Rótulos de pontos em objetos
══════════════════════════════
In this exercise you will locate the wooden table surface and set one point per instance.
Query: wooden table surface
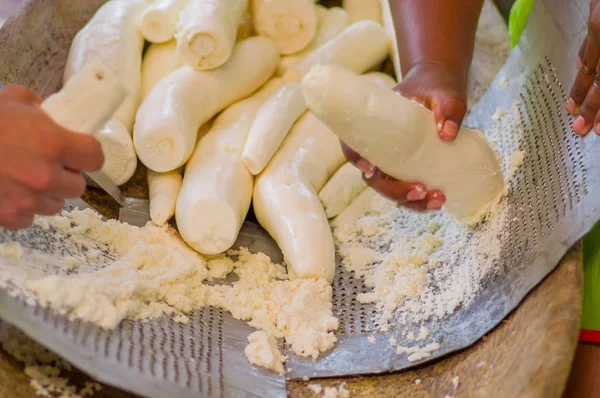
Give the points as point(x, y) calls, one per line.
point(584, 379)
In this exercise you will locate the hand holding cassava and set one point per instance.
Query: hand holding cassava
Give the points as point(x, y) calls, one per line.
point(435, 42)
point(41, 163)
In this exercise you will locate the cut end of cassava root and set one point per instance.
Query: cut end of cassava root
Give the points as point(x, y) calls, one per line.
point(203, 45)
point(157, 26)
point(218, 230)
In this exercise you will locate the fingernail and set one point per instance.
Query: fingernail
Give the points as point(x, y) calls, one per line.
point(417, 193)
point(571, 106)
point(449, 130)
point(366, 167)
point(435, 204)
point(579, 125)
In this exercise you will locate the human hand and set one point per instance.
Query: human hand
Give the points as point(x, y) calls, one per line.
point(584, 101)
point(41, 163)
point(442, 91)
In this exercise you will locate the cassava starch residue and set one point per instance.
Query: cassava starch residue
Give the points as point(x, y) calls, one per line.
point(417, 267)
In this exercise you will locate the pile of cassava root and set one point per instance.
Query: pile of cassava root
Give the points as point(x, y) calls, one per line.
point(217, 109)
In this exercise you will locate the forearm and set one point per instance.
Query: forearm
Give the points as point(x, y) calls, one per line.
point(436, 31)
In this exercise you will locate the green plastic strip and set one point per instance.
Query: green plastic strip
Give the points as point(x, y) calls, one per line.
point(590, 318)
point(519, 13)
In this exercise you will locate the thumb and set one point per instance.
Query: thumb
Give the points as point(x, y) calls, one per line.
point(449, 112)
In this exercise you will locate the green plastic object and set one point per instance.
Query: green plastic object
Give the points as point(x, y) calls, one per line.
point(590, 318)
point(519, 13)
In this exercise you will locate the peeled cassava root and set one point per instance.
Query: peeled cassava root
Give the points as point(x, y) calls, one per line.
point(286, 202)
point(246, 27)
point(217, 188)
point(158, 21)
point(283, 108)
point(113, 35)
point(399, 136)
point(347, 183)
point(273, 122)
point(87, 100)
point(168, 119)
point(159, 62)
point(331, 22)
point(120, 160)
point(292, 24)
point(163, 191)
point(207, 31)
point(341, 189)
point(357, 48)
point(164, 188)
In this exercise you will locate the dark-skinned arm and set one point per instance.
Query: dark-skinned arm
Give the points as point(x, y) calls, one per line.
point(435, 39)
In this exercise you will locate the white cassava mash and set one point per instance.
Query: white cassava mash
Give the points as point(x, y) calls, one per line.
point(108, 271)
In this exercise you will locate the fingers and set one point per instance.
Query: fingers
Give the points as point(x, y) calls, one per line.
point(19, 205)
point(433, 201)
point(449, 111)
point(412, 195)
point(589, 109)
point(581, 86)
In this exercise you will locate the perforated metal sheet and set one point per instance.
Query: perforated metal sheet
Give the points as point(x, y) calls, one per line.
point(552, 203)
point(160, 358)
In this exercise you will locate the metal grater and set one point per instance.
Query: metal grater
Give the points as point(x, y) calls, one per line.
point(205, 357)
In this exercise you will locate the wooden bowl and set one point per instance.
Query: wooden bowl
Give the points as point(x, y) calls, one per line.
point(529, 355)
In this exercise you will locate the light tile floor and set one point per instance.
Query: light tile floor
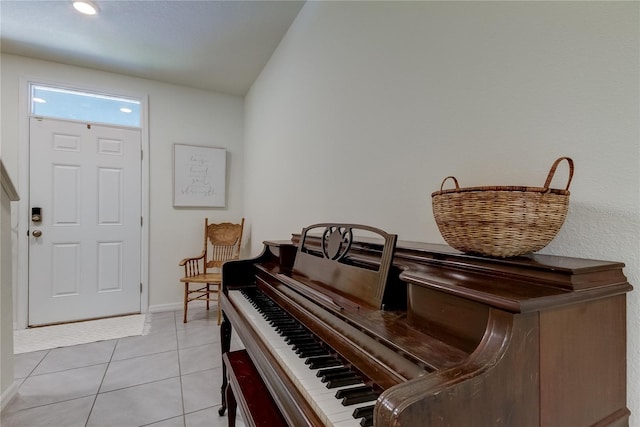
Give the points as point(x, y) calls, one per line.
point(168, 378)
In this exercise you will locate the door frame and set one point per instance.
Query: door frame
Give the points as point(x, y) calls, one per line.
point(21, 246)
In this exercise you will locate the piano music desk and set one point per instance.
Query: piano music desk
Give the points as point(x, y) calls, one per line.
point(256, 404)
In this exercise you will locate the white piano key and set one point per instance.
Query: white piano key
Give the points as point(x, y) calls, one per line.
point(321, 398)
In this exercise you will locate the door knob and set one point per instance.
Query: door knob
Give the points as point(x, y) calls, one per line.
point(36, 214)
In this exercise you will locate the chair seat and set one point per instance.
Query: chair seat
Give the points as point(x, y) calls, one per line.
point(203, 278)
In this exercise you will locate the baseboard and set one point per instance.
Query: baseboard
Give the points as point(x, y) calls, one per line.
point(158, 308)
point(9, 394)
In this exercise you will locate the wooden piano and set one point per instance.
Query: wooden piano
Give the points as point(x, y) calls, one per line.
point(347, 327)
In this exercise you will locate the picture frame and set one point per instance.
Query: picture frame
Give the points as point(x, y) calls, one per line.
point(199, 176)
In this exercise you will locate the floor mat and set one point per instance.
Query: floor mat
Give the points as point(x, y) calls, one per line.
point(46, 337)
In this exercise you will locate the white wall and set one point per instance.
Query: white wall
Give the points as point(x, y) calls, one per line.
point(366, 106)
point(176, 115)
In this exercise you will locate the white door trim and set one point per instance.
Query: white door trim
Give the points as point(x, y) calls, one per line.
point(21, 247)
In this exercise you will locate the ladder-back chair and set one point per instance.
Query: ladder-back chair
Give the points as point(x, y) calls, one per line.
point(204, 272)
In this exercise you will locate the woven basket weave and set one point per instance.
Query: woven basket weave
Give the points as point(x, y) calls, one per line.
point(501, 221)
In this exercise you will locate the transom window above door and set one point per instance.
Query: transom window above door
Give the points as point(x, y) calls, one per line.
point(61, 103)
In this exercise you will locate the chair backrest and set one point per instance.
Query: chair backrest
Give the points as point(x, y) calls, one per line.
point(221, 242)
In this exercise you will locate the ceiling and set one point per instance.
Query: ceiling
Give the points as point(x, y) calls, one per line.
point(213, 45)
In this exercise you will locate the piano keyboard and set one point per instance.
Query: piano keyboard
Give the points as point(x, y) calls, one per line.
point(337, 393)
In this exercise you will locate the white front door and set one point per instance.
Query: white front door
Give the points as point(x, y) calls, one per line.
point(85, 251)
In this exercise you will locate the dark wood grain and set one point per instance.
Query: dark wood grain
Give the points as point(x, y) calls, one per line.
point(451, 339)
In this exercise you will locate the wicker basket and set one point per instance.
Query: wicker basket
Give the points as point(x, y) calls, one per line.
point(501, 221)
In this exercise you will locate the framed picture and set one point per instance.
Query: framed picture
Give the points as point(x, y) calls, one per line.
══════════════════════════════
◆ **INSTRUÇÕES**:
Coloque todas as linhas do material numa lista JSON de strings, com uma string por linha e sem as linhas em branco. Deixe as imagens de fora da resposta.

◆ **RESULTADO DA TAREFA**:
[
  "In this exercise you will locate the wooden table surface and set one point per instance.",
  "Query: wooden table surface",
  "Give the points as point(x, y) calls, one per line.",
  "point(584, 379)",
  "In this exercise you will locate the hand holding cassava and set one point per instance.",
  "Query: hand holding cassava",
  "Give the points as point(x, y) calls, one per line.",
  "point(435, 42)",
  "point(41, 163)",
  "In this exercise you will locate the cut end of cassava root and set one point per instance.",
  "Query: cut end of cassava root",
  "Give the points as point(x, y) calls, one per line.",
  "point(203, 45)",
  "point(157, 26)",
  "point(218, 230)",
  "In this exercise you will locate the fingernail and set one point per instance.",
  "Query: fingernail",
  "Give the points as point(x, y) calls, one per line.",
  "point(417, 193)",
  "point(571, 106)",
  "point(449, 130)",
  "point(366, 167)",
  "point(435, 204)",
  "point(579, 125)",
  "In this exercise you will locate the human hand and set one point per instance.",
  "Query: human hand",
  "Give the points as point(x, y) calls, one per line.",
  "point(584, 101)",
  "point(41, 163)",
  "point(442, 91)",
  "In this exercise you will locate the cassava starch residue and set one point per instance.",
  "Query: cassava starch residue",
  "Give the points as point(x, y) calls, one per line.",
  "point(417, 267)",
  "In this exercise you will locate the pile of cassava root and set one point per instance.",
  "Query: pile of cassava root",
  "Give the points as point(x, y) calls, one per line.",
  "point(217, 109)",
  "In this exercise you will locate the forearm and set one point per instance.",
  "Query: forearm",
  "Give the points as point(x, y) calls, one per line.",
  "point(436, 31)",
  "In this exercise you will locate the green plastic strip and set one point per instance.",
  "Query: green plastic strip",
  "Give the points as point(x, y) calls, one per line.",
  "point(590, 318)",
  "point(519, 13)",
  "In this exercise you will locate the thumb and set one point per instance.",
  "Query: thumb",
  "Give the points as point(x, y) calls, one per line.",
  "point(449, 112)",
  "In this exercise you will locate the green plastic object and set one point per instance.",
  "Query: green plastic object",
  "Give the points as point(x, y) calls, one per line.",
  "point(590, 318)",
  "point(519, 13)",
  "In this exercise you will locate the peeled cassava root and set one point per instance.",
  "Query: peeled cassava root",
  "Give the points as point(x, y) calls, one per line.",
  "point(286, 202)",
  "point(246, 27)",
  "point(217, 188)",
  "point(158, 21)",
  "point(283, 108)",
  "point(113, 35)",
  "point(399, 136)",
  "point(347, 183)",
  "point(273, 122)",
  "point(87, 100)",
  "point(168, 119)",
  "point(159, 62)",
  "point(331, 22)",
  "point(120, 160)",
  "point(292, 24)",
  "point(163, 191)",
  "point(207, 31)",
  "point(341, 189)",
  "point(357, 48)",
  "point(164, 188)",
  "In this exercise you will locate the dark-skinned arm and set one point per instance.",
  "Query: dark-skinned arm",
  "Give the points as point(x, y) calls, one per line.",
  "point(435, 39)",
  "In this exercise you will locate the white cassava mash and set one point per instance.",
  "Query: white cassava mash",
  "Give the points as point(x, y) calls, one per line.",
  "point(108, 271)",
  "In this exercise you will locate the fingers and set one point per instance.",
  "Query: fingers",
  "Give the points as point(x, y) calls, one per line.",
  "point(19, 205)",
  "point(433, 201)",
  "point(449, 111)",
  "point(412, 195)",
  "point(589, 109)",
  "point(581, 86)",
  "In this exercise you will locate the perforated metal sheet and set one point per instance.",
  "Query: perforated metal sheet",
  "Give the points as point(x, y) calls, one per line.",
  "point(552, 203)",
  "point(160, 358)",
  "In this exercise you will locate the metal grater and set one point per instance.",
  "Query: metal grater",
  "Give the points as point(x, y) calls, one per line.",
  "point(205, 357)",
  "In this exercise you will locate the wooden bowl and set one point per instance.",
  "Query: wooden bowl",
  "Give the points as point(x, y) calls, one per line.",
  "point(529, 355)",
  "In this exercise you will locate the light tile floor and set one point per instance.",
  "Query: light tile floor",
  "Give the points as point(x, y) calls, one per line.",
  "point(168, 378)",
  "In this exercise you will locate the door frame and set one point per instance.",
  "Query: door frame",
  "Give the points as point(x, y) calls, one per line.",
  "point(21, 246)",
  "In this exercise you will locate the piano music desk and set one point per instance.",
  "Query: piano music desk",
  "Give the points as point(x, y) calls, one per line.",
  "point(256, 404)",
  "In this exercise you will locate the white piano key and set one point per instance.",
  "Query: white piano key",
  "Give the points as point(x, y) calls, one per line.",
  "point(321, 398)",
  "In this exercise you will locate the door knob and set one point per instance.",
  "Query: door knob",
  "Give the points as point(x, y) calls, one per line.",
  "point(36, 214)",
  "In this exercise you will locate the chair seat and set one point per instance.",
  "Query: chair seat",
  "Give the points as point(x, y) calls, one per line.",
  "point(203, 278)",
  "In this exercise you will locate the baseboard and set one point per instance.",
  "Query: baseboard",
  "Give the points as point(x, y) calls, one per line.",
  "point(158, 308)",
  "point(9, 394)",
  "In this exercise you will locate the wooden piano and set one point per instance.",
  "Query: wooden piano",
  "Give the points as point(x, y) calls, one per line.",
  "point(347, 327)",
  "In this exercise you will locate the picture frame and set one point per instance.",
  "Query: picture frame",
  "Give the points as point(x, y) calls, one per line.",
  "point(199, 176)",
  "In this exercise you will locate the floor mat and set one point per instance.",
  "Query: floor mat",
  "Give the points as point(x, y) calls, one per line.",
  "point(46, 337)",
  "In this exercise you will locate the white wall and set one point per instance.",
  "Query: white wall",
  "Give the points as point(x, y) calls, one per line.",
  "point(366, 106)",
  "point(176, 115)",
  "In this exercise you will locate the white door trim and set one point per instance.",
  "Query: white door trim",
  "Give the points as point(x, y) calls, one per line.",
  "point(21, 247)",
  "In this exercise you will locate the ladder-back chair and set one point per instance.",
  "Query: ladder-back chair",
  "Give the points as point(x, y) calls, one per line.",
  "point(204, 272)",
  "In this exercise you will locate the woven basket weave and set one point per instance.",
  "Query: woven basket weave",
  "Give the points as point(x, y) calls, one per line.",
  "point(501, 221)",
  "In this exercise you will locate the transom window above door and set one point per instance.",
  "Query: transom window above door",
  "Give the points as point(x, y) calls, one per line.",
  "point(61, 103)",
  "In this exercise you will locate the chair backrest and set one point per instance.",
  "Query: chair backrest",
  "Give the points as point(x, y) calls, one per line.",
  "point(221, 242)",
  "In this exercise you will locate the ceiling and set one point per instance.",
  "Query: ceiling",
  "Give the points as point(x, y) calls, one per line.",
  "point(213, 45)",
  "In this exercise you will locate the piano keyboard and set one point per instance.",
  "Query: piano keyboard",
  "Give the points as point(x, y) calls, one per line.",
  "point(337, 393)",
  "In this exercise you will locate the white front door and set one point per instance.",
  "Query: white front door",
  "Give the points as point(x, y) calls, one per line.",
  "point(85, 251)",
  "In this exercise you will locate the dark wood grain and set one point per instance.",
  "Query: dark wood grain",
  "Give the points as point(x, y) calls, one per line.",
  "point(451, 339)",
  "In this exercise you will locate the wicker basket and set one point per instance.",
  "Query: wicker basket",
  "Give the points as point(x, y) calls, one per line.",
  "point(501, 221)",
  "In this exercise you will locate the framed picture and set one point per instance.",
  "Query: framed picture",
  "Give the points as point(x, y) calls, one per line."
]